→ RECORDS:
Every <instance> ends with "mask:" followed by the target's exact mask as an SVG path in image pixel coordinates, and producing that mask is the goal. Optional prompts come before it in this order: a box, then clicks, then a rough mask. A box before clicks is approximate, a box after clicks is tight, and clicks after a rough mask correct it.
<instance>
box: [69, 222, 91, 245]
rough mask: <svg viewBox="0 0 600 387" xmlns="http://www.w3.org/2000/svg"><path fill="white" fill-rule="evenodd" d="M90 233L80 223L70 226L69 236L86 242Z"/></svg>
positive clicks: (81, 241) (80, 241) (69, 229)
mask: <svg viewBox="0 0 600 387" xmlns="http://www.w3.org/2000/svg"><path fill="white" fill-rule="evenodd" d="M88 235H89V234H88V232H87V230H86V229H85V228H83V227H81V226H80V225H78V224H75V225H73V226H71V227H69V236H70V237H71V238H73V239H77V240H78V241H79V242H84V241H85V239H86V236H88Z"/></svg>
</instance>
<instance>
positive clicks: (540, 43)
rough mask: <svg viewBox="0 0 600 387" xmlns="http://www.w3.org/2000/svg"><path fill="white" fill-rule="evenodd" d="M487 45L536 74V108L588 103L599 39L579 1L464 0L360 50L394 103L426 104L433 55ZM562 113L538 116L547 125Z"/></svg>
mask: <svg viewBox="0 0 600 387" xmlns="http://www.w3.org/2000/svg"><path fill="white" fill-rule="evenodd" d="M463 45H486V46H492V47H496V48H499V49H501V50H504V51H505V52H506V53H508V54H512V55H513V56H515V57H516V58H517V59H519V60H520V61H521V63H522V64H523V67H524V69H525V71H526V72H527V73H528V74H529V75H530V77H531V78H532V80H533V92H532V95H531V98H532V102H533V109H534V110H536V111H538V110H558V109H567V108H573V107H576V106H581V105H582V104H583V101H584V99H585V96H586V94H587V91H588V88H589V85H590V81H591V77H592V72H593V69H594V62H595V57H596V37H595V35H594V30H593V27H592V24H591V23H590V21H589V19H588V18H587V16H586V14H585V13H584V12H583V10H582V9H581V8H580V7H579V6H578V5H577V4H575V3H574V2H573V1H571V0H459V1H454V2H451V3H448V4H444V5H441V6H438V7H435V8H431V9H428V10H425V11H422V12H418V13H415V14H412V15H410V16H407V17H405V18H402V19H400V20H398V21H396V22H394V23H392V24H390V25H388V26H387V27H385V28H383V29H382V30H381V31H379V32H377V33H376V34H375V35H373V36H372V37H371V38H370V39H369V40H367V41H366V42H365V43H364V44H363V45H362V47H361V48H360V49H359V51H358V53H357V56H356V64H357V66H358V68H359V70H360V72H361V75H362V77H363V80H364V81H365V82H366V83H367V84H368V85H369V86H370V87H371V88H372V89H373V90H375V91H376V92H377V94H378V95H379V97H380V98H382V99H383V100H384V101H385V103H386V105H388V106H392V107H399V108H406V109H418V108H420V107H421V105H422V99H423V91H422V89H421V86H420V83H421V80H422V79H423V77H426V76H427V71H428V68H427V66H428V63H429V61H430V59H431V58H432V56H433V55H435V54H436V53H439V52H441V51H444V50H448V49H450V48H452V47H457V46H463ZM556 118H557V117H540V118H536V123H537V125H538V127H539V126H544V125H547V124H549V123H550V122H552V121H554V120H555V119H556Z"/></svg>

→ ASSIGNMENT: Retype the material above in full, with nothing altered.

→ RESULT:
Every <instance> ends with "mask:" followed by the target's exact mask as an SVG path in image pixel coordinates, and producing that mask is the goal. Optional prompts come before it in this order: a box, then clicks, then a rough mask. A box before clicks is approximate, a box after clicks is tight, and clicks after a rough mask correct it.
<instance>
box: [69, 222, 91, 245]
rough mask: <svg viewBox="0 0 600 387" xmlns="http://www.w3.org/2000/svg"><path fill="white" fill-rule="evenodd" d="M90 233L80 223L70 226L69 236L86 242Z"/></svg>
positive clicks: (81, 241) (80, 241) (69, 229)
mask: <svg viewBox="0 0 600 387" xmlns="http://www.w3.org/2000/svg"><path fill="white" fill-rule="evenodd" d="M88 235H89V234H88V232H87V230H86V229H85V228H83V227H81V226H80V225H78V224H75V225H73V226H71V227H69V236H70V237H71V238H73V239H77V240H78V241H79V242H84V241H85V239H86V236H88Z"/></svg>
</instance>
<instance>
positive clicks: (540, 43)
rough mask: <svg viewBox="0 0 600 387" xmlns="http://www.w3.org/2000/svg"><path fill="white" fill-rule="evenodd" d="M487 45L536 74V108L588 103L599 39L579 1L464 0L360 50L394 103L426 104L433 55ZM562 113L538 116L547 125Z"/></svg>
mask: <svg viewBox="0 0 600 387" xmlns="http://www.w3.org/2000/svg"><path fill="white" fill-rule="evenodd" d="M463 45H486V46H492V47H496V48H499V49H501V50H504V51H505V52H506V53H508V54H512V55H513V56H515V57H516V58H517V59H519V60H520V61H521V63H522V64H523V67H524V69H525V71H526V72H527V73H528V74H529V75H530V77H531V78H532V80H533V92H532V95H531V98H532V102H533V109H534V110H536V111H538V110H558V109H567V108H573V107H576V106H581V105H582V104H583V101H584V99H585V96H586V94H587V91H588V88H589V85H590V81H591V77H592V72H593V69H594V62H595V57H596V37H595V35H594V30H593V27H592V24H591V23H590V21H589V19H588V18H587V16H586V14H585V13H584V12H583V10H582V9H581V8H580V7H579V6H578V5H577V4H575V3H574V2H573V1H571V0H459V1H454V2H451V3H448V4H444V5H441V6H438V7H435V8H431V9H428V10H425V11H422V12H418V13H415V14H412V15H410V16H407V17H405V18H402V19H400V20H398V21H396V22H394V23H392V24H390V25H388V26H387V27H385V28H383V29H382V30H381V31H379V32H377V33H376V34H375V35H373V36H372V37H371V38H370V39H369V40H367V41H366V42H365V43H364V44H363V45H362V47H361V48H360V49H359V51H358V53H357V56H356V64H357V66H358V68H359V70H360V72H361V75H362V77H363V80H364V81H365V82H366V83H367V84H368V85H369V86H370V87H371V88H372V89H373V90H375V91H376V92H377V94H378V95H379V97H380V98H382V99H383V100H384V101H385V103H386V105H388V106H392V107H399V108H406V109H418V108H420V107H421V105H422V99H423V91H422V89H421V86H420V83H421V80H422V79H423V77H426V76H427V71H428V68H427V66H428V63H429V61H430V59H431V58H432V56H433V55H435V54H436V53H439V52H441V51H444V50H448V49H450V48H452V47H457V46H463ZM556 118H557V117H540V118H536V123H537V125H538V127H539V126H544V125H547V124H549V123H550V122H552V121H554V120H555V119H556Z"/></svg>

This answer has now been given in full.